Gereksinimler:
"Practice. Identify the blue" geçen satırdan malzemenin sonuna kadarki satırları, iki uç da dahil, yeniden yazın ve bu satırlarda "grass field" ifadesini "meadow" ile değiştirin; başka hiçbir şeye dokunmayın.

Alıştırma Malzemesi:
╔══

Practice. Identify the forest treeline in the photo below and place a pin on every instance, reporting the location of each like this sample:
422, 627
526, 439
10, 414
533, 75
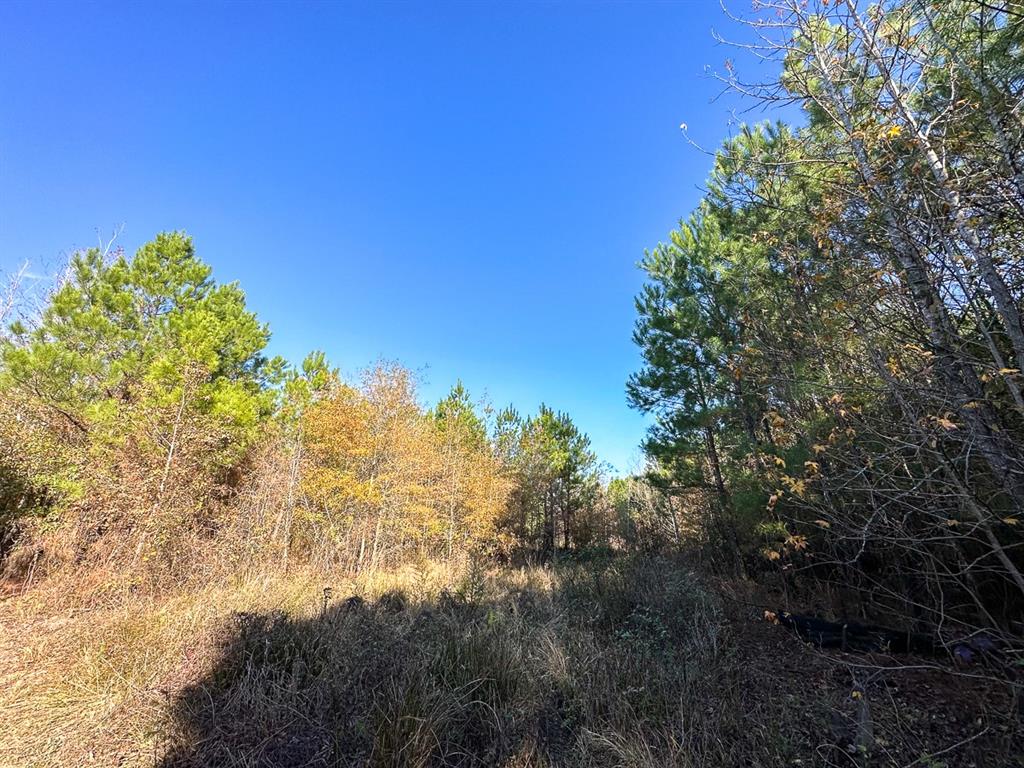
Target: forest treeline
833, 341
143, 426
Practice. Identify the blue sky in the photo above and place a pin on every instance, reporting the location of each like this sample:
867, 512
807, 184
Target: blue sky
465, 188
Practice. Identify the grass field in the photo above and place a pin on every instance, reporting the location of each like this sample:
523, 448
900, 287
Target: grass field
630, 662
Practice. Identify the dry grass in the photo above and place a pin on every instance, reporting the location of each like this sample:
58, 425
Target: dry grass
413, 667
623, 662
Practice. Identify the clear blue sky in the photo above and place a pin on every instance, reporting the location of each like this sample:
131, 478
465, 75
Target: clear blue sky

╚══

Yazılı Çözüm:
Practice. Identify the blue sky in the photo above and place a pin on every instance, reporting the location of each like this sample:
867, 512
807, 184
Target: blue sky
465, 188
Practice. Identify the meadow in the photo above and place a pin on every instance, reporting the location of each like this sample:
523, 448
900, 287
Target: meadow
630, 662
Practice. Identify the dry grass in the photo above and place a pin on every instance, reporting the location of each like this sample:
58, 425
Target: dry grass
413, 667
623, 662
Practice. Identify the clear blue sky in the photo above and place a pin on every instance, reporting the location of each like this sample:
131, 478
465, 75
Target: clear blue sky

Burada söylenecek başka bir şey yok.